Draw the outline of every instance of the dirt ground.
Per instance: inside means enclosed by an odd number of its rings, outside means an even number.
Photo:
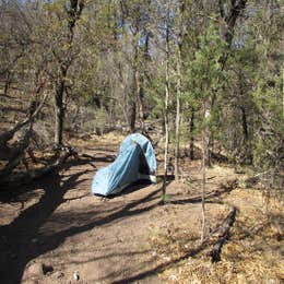
[[[100,168],[115,158],[118,142],[94,141],[83,147]],[[229,204],[238,208],[224,261],[213,267],[206,255],[190,250],[200,238],[200,162],[184,162],[182,167],[182,182],[169,182],[164,206],[159,204],[161,182],[135,185],[111,199],[92,196],[96,169],[82,162],[22,187],[17,197],[2,197],[1,283],[261,283],[257,282],[263,280],[261,275],[255,277],[252,270],[249,277],[240,263],[245,248],[253,253],[252,236],[245,229],[253,227],[262,236],[262,197],[240,188],[226,192],[224,185],[240,178],[233,168],[209,170],[206,190],[215,193],[206,204],[208,232],[224,220]],[[263,283],[284,280],[283,239],[276,239],[279,232],[274,233],[263,233],[259,247],[253,247],[256,258],[264,256]],[[241,245],[239,234],[244,235]],[[239,280],[238,273],[242,273]]]

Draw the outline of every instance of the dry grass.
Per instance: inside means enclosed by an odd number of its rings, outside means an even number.
[[[268,215],[264,197],[253,189],[234,190],[226,202],[237,206],[238,214],[222,260],[211,263],[204,251],[166,270],[163,282],[283,283],[283,206],[274,200]]]

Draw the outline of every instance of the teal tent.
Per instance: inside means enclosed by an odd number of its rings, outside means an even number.
[[[116,161],[96,173],[92,192],[110,196],[141,179],[155,182],[156,167],[150,140],[140,133],[130,134],[122,141]]]

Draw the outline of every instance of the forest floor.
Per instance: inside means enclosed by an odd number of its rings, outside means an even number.
[[[114,161],[120,140],[113,134],[78,144],[100,168]],[[1,283],[283,283],[283,206],[270,203],[268,217],[264,196],[241,186],[245,175],[228,165],[209,168],[208,233],[237,208],[221,261],[211,263],[210,246],[197,249],[200,161],[185,158],[181,167],[165,205],[161,182],[110,199],[92,196],[96,169],[82,161],[2,197]],[[228,187],[236,180],[238,187]]]

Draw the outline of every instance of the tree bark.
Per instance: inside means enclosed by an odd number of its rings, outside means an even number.
[[[165,107],[164,107],[164,122],[165,122],[165,146],[164,146],[164,180],[162,187],[162,201],[165,203],[166,186],[167,186],[167,167],[168,167],[168,99],[169,99],[169,0],[166,2],[166,84],[165,84]]]
[[[224,246],[225,241],[229,238],[229,229],[235,222],[236,213],[237,213],[236,208],[233,208],[230,210],[226,221],[224,222],[224,224],[222,226],[221,236],[218,237],[217,242],[214,245],[213,249],[210,252],[212,262],[217,262],[221,260],[221,257],[220,257],[221,250],[222,250],[222,247]]]
[[[63,119],[64,119],[63,93],[64,93],[64,81],[62,80],[60,85],[57,86],[56,96],[55,96],[55,111],[56,111],[55,145],[56,147],[62,146]]]
[[[189,142],[189,157],[191,161],[194,159],[194,108],[191,108],[190,123],[189,123],[189,133],[190,133],[190,142]]]
[[[63,120],[64,120],[64,108],[63,108],[63,95],[66,92],[66,76],[68,70],[72,63],[72,47],[74,40],[74,27],[76,21],[82,14],[84,8],[84,0],[70,0],[70,8],[66,9],[68,14],[68,34],[67,44],[68,49],[64,58],[58,58],[54,50],[54,55],[59,61],[59,78],[56,83],[56,94],[55,94],[55,146],[62,146],[63,139]]]

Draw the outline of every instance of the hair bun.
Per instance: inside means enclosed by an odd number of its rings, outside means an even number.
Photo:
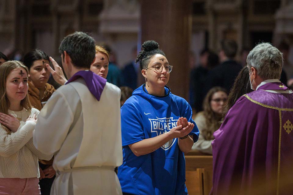
[[[146,51],[149,51],[159,48],[159,44],[154,41],[147,41],[141,46]]]

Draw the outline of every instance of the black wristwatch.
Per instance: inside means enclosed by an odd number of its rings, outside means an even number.
[[[188,135],[187,135],[185,136],[184,137],[179,137],[179,138],[181,139],[181,140],[184,140],[186,138],[187,138],[187,137],[188,136]]]

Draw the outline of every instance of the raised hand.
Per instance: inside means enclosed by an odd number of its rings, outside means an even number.
[[[182,137],[188,134],[193,129],[194,125],[190,122],[188,122],[185,127],[182,128],[182,125],[173,127],[168,132],[172,135],[173,138]]]
[[[35,123],[37,123],[37,115],[36,115],[35,114],[34,114],[34,116],[33,116],[33,117],[31,118],[31,116],[30,116],[28,117],[28,118],[27,118],[27,119],[25,121],[25,122],[28,121],[31,121],[33,122],[34,122]]]
[[[188,125],[189,123],[190,123],[188,122],[187,119],[181,117],[178,119],[178,120],[177,121],[177,126],[182,125],[183,128],[184,128]]]
[[[65,78],[64,74],[63,74],[63,71],[62,69],[53,58],[50,57],[49,58],[52,62],[55,70],[53,69],[48,64],[46,65],[46,67],[52,74],[54,80],[59,84],[63,85],[67,82],[67,80]]]
[[[15,133],[18,129],[20,122],[19,120],[13,116],[0,112],[0,123]]]

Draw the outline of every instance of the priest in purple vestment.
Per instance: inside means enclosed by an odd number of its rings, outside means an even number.
[[[282,54],[260,43],[246,62],[254,91],[214,133],[211,194],[293,194],[293,93],[279,80]]]

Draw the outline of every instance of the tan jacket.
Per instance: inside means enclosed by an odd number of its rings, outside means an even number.
[[[45,105],[45,102],[48,101],[50,97],[52,95],[56,90],[52,85],[49,83],[46,83],[46,90],[44,93],[44,96],[42,100],[40,98],[40,91],[34,86],[33,83],[31,81],[28,82],[28,97],[30,99],[30,101],[33,107],[37,108],[39,111]],[[42,104],[42,102],[43,104]],[[53,163],[53,158],[49,161],[39,160],[42,164],[44,165],[52,165]]]

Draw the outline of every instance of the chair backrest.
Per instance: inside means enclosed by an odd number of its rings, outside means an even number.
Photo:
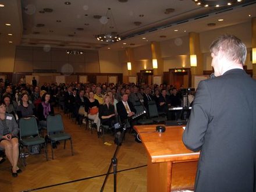
[[[136,110],[136,114],[145,111],[144,106],[141,105],[134,105],[134,108]]]
[[[136,101],[134,102],[134,105],[133,105],[134,106],[136,106],[136,105],[141,105],[141,103],[140,101]]]
[[[157,111],[157,104],[148,104],[148,113],[150,118],[158,116],[158,111]]]
[[[155,104],[155,100],[148,101],[148,105],[150,104]]]
[[[34,117],[21,118],[19,121],[20,137],[38,135],[37,120]]]
[[[64,131],[62,118],[60,114],[48,115],[47,118],[47,123],[48,135],[52,134],[54,132]]]

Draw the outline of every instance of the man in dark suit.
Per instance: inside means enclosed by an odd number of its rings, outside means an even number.
[[[116,104],[116,109],[120,116],[121,122],[123,123],[129,118],[133,116],[136,112],[136,110],[133,104],[128,101],[129,95],[125,93],[122,96],[122,101]]]
[[[148,111],[148,101],[153,101],[153,96],[150,94],[150,88],[146,88],[145,93],[143,94],[144,105],[147,109]]]
[[[183,136],[201,150],[195,190],[256,191],[256,81],[243,69],[246,47],[224,35],[210,49],[216,77],[200,83]]]
[[[132,129],[133,125],[134,125],[134,122],[132,120],[129,120],[129,118],[134,115],[136,113],[136,109],[132,102],[128,101],[129,94],[125,93],[122,96],[122,100],[116,104],[116,109],[118,113],[120,116],[120,120],[121,123],[126,123],[128,126],[130,126]],[[128,127],[127,127],[128,128]],[[134,131],[136,134],[135,141],[138,143],[141,143],[137,138],[137,133]]]

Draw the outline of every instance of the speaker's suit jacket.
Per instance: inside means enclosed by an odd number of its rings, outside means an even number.
[[[256,191],[256,81],[239,69],[201,81],[183,140],[201,150],[196,192]]]
[[[136,113],[136,110],[133,106],[133,104],[130,101],[127,101],[127,104],[129,106],[130,110]],[[120,116],[120,119],[121,122],[123,122],[125,119],[127,119],[128,118],[128,114],[126,112],[126,109],[125,109],[125,105],[123,104],[123,102],[122,101],[116,104],[116,109],[118,111],[118,113]]]

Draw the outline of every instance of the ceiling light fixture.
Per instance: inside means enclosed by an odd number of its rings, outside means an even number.
[[[111,31],[113,29],[118,30],[111,8],[108,8],[106,15],[105,16],[101,17],[99,21],[102,24],[101,32],[99,34],[95,36],[98,41],[110,42],[121,40],[121,38],[117,32]]]
[[[205,8],[219,8],[239,3],[242,0],[192,0],[198,5]]]
[[[69,1],[66,1],[64,4],[69,5],[71,5],[71,3]]]
[[[82,55],[84,53],[81,50],[66,50],[66,52],[69,55]]]

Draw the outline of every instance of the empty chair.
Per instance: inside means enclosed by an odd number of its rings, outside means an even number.
[[[66,140],[70,141],[71,154],[74,155],[73,151],[73,143],[71,136],[64,131],[64,126],[62,118],[60,114],[48,115],[47,118],[48,140],[51,141],[52,150],[52,159],[54,159],[53,143],[64,141],[64,149],[66,148]]]
[[[33,146],[41,145],[44,144],[44,151],[45,152],[46,159],[48,161],[47,146],[44,138],[40,137],[37,127],[37,122],[35,118],[30,117],[27,118],[21,118],[19,120],[20,127],[20,152],[22,163],[26,165],[26,156],[24,154],[24,147],[27,147],[28,152],[30,151]]]

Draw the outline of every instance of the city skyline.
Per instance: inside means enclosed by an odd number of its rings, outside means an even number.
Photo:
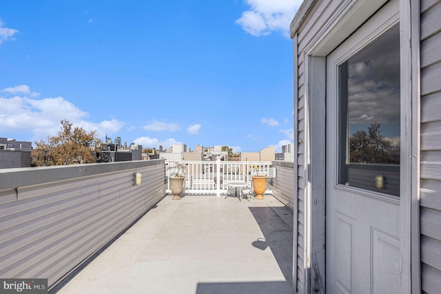
[[[46,140],[66,119],[144,147],[281,151],[300,3],[5,1],[0,136]]]

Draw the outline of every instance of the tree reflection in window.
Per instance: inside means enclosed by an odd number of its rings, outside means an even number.
[[[385,138],[380,125],[374,123],[368,131],[357,131],[349,137],[351,163],[400,164],[400,143]]]

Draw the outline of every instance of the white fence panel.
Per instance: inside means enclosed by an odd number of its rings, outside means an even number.
[[[177,163],[185,164],[184,193],[187,194],[216,194],[220,196],[227,192],[228,183],[252,180],[252,175],[275,176],[270,161],[176,161],[166,160],[165,176],[167,193],[171,193],[169,177],[172,167]],[[265,193],[271,193],[271,190]]]

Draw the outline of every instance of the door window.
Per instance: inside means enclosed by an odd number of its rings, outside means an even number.
[[[400,30],[338,67],[338,183],[400,195]]]

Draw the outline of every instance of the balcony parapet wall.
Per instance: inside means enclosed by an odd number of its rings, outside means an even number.
[[[0,276],[48,278],[54,288],[165,188],[164,160],[0,170]]]

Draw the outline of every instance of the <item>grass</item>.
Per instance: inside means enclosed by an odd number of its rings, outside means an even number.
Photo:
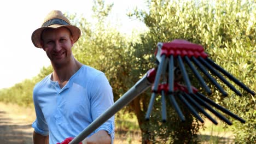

_GIVEN INSTRUCTION_: Copy every line of the rows above that contains the word "tree".

_COMPLETED EXERCISE_:
Draw the outline of every instance of the tree bark.
Draw the outline of every instance of the tree reflection in window.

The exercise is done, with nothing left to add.